Task statement => For each line of the data below, copy it if it holds the word "skirt".

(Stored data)

______________________________

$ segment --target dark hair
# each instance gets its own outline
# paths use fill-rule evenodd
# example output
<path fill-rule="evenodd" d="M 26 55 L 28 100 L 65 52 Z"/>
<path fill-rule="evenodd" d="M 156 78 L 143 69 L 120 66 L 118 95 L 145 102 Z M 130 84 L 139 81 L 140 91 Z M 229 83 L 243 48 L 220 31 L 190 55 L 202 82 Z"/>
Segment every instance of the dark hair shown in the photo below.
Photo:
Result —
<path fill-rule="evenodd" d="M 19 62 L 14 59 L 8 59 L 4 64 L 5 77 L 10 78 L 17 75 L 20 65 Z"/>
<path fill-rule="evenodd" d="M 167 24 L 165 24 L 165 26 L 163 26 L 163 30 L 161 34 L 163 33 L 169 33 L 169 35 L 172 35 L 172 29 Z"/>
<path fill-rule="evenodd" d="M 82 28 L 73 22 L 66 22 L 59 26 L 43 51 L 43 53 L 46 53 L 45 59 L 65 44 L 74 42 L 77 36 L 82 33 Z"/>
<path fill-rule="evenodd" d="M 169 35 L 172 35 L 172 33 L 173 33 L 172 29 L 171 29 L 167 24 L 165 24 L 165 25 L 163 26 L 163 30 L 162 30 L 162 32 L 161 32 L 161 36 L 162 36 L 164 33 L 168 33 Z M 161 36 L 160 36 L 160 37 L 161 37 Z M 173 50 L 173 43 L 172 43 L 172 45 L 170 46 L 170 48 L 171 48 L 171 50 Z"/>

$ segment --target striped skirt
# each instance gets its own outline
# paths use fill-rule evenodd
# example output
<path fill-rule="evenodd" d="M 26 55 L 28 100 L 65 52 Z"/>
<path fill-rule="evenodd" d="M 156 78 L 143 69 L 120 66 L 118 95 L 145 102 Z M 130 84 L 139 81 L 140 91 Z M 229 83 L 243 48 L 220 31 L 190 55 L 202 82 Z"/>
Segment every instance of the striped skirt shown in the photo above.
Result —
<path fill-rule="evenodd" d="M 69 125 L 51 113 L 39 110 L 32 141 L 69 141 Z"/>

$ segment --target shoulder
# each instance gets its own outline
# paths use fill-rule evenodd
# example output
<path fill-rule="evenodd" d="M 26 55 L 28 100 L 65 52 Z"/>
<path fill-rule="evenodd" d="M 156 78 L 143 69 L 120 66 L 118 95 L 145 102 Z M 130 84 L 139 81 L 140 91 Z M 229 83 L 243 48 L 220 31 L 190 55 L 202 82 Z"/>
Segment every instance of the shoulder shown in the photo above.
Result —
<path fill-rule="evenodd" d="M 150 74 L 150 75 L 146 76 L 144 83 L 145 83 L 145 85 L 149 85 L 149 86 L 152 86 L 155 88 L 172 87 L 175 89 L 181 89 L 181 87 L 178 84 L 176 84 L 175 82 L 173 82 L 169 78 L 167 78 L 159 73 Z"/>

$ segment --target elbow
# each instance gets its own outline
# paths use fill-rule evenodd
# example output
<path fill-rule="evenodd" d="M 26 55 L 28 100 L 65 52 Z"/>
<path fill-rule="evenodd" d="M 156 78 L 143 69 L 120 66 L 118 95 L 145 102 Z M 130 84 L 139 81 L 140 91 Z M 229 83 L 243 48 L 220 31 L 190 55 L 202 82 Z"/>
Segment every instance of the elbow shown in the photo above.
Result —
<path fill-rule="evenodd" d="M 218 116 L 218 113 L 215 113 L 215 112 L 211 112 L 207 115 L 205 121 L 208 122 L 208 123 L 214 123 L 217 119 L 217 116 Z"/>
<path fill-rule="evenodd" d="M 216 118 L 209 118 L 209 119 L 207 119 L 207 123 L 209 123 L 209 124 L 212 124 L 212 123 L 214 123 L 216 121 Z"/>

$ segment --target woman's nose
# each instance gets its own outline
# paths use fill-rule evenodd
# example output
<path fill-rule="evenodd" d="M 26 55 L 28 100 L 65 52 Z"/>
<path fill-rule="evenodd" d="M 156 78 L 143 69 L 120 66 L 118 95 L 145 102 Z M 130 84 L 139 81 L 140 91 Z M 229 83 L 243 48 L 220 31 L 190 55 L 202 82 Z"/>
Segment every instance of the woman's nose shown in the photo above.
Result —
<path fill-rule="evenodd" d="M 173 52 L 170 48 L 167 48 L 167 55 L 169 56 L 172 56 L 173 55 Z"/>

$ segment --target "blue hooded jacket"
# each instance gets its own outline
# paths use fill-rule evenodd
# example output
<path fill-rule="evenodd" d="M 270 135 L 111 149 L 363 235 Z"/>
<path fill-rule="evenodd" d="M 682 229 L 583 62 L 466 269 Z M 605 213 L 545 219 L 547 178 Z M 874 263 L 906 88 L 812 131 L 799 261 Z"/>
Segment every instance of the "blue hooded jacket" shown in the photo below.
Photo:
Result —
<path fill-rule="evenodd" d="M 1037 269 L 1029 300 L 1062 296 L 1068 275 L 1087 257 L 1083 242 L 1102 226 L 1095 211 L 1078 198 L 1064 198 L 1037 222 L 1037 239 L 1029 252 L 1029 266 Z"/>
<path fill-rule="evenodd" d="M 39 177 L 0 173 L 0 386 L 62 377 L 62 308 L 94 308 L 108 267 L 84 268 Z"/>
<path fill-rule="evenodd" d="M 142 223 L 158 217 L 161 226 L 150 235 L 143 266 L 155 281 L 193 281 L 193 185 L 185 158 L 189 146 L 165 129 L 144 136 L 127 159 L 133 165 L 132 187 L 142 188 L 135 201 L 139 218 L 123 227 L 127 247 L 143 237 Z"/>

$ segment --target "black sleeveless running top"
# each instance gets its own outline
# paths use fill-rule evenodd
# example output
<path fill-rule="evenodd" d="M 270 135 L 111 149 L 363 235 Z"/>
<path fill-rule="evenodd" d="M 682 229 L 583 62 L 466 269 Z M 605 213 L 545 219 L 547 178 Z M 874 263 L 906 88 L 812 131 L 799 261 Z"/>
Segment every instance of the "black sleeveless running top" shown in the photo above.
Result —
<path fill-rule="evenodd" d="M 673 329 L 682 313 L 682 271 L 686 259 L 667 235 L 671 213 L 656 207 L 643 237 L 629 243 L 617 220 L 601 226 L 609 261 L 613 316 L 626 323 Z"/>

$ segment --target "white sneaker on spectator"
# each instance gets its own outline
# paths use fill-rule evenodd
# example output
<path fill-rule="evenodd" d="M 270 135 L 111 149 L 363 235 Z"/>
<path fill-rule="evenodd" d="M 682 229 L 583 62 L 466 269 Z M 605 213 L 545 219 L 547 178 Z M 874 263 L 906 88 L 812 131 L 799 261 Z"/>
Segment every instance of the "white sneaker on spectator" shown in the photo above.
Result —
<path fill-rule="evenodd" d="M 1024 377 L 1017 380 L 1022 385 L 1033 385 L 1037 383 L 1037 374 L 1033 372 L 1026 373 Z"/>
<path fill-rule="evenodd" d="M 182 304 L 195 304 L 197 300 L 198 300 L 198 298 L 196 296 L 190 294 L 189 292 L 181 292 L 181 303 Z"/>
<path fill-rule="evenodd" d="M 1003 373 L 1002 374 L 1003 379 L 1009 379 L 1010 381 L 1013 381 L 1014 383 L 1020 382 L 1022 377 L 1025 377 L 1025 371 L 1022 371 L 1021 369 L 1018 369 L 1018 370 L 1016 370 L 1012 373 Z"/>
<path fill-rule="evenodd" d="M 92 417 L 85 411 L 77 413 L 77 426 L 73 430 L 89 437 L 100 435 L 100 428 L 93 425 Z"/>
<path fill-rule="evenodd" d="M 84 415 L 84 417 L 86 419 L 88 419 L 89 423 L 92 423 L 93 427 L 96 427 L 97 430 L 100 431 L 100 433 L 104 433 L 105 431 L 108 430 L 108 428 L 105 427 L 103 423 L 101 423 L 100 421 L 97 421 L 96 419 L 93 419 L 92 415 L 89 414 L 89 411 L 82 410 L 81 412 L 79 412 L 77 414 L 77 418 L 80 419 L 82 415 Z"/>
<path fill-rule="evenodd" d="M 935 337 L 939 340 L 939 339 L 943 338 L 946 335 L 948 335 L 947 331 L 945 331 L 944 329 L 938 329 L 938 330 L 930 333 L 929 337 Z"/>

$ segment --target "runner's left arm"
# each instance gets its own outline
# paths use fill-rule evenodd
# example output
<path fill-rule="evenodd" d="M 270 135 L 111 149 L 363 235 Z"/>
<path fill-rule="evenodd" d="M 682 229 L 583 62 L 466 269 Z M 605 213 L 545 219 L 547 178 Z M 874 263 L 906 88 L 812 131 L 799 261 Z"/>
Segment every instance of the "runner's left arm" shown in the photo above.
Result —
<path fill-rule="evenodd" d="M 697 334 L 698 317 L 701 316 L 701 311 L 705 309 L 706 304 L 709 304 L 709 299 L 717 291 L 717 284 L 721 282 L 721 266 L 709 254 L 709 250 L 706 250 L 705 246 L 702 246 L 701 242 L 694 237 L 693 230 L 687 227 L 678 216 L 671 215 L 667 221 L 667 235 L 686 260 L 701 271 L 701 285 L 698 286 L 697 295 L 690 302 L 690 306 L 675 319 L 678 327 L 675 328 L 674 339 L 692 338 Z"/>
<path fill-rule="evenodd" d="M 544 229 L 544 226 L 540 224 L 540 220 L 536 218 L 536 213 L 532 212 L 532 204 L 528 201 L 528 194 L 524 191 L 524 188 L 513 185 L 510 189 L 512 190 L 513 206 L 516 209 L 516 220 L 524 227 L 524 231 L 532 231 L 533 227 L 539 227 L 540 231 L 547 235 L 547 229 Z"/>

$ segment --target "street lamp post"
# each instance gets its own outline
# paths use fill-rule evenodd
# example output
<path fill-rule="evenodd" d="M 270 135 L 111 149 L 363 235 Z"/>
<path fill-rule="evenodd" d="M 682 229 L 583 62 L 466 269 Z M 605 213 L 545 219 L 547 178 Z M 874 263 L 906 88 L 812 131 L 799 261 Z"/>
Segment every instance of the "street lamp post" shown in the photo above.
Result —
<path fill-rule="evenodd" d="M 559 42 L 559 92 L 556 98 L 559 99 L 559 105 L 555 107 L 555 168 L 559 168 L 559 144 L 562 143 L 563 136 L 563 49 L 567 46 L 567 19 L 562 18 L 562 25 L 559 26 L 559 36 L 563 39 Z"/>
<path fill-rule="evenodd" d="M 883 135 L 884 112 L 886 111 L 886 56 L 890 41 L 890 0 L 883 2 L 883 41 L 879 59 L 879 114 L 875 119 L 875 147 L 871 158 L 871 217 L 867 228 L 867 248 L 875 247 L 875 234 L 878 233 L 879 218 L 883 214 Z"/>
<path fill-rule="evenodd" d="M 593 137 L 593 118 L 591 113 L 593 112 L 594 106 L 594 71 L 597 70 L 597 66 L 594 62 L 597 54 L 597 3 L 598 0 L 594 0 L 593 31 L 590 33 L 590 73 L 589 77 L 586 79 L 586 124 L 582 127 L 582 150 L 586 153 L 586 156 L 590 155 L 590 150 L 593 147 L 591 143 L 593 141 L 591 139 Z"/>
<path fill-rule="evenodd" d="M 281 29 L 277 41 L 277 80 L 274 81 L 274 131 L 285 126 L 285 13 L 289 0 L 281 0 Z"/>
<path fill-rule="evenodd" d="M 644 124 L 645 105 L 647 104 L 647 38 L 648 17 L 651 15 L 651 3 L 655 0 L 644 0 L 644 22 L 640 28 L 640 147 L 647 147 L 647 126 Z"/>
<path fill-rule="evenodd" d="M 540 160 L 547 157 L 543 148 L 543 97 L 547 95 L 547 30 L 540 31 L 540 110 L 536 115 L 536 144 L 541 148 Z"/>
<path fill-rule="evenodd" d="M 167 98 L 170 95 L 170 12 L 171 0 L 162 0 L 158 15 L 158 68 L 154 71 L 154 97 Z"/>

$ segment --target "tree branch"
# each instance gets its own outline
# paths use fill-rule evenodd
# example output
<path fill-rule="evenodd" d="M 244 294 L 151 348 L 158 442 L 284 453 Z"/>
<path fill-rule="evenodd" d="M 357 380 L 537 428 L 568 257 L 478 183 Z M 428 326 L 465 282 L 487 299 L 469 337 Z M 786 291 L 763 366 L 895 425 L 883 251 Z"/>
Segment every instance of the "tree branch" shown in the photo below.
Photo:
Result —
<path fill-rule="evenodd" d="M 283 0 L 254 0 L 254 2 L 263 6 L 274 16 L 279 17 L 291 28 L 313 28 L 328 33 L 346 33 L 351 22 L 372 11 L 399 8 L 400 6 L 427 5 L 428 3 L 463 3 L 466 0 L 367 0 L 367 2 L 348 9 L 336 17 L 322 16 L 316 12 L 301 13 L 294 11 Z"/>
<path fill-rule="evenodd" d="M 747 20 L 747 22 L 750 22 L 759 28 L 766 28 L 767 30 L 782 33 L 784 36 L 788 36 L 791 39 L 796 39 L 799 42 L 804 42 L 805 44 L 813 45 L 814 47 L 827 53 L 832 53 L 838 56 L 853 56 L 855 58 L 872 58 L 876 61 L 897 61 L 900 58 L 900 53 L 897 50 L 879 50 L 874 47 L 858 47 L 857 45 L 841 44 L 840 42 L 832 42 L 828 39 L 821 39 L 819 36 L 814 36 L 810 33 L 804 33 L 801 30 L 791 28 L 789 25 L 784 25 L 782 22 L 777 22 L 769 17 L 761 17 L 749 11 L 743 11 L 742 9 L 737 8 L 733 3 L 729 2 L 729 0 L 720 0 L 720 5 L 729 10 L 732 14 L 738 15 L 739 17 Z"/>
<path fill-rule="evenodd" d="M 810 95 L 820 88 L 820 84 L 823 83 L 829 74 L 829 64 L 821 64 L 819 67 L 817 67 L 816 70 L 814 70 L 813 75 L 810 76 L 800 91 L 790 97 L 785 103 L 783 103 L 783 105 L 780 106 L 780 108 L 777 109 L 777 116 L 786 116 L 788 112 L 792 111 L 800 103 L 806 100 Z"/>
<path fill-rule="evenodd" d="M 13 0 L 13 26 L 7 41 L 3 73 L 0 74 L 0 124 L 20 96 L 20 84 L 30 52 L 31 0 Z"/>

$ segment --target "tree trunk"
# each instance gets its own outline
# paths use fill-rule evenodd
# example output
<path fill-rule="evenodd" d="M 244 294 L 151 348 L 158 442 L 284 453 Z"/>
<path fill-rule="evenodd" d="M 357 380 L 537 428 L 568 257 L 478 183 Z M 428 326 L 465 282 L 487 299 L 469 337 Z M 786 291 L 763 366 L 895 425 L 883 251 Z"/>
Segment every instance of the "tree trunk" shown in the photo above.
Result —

______________________________

Response to the task =>
$ segment --target striped skirt
Segment every instance of the striped skirt shown in the photo above.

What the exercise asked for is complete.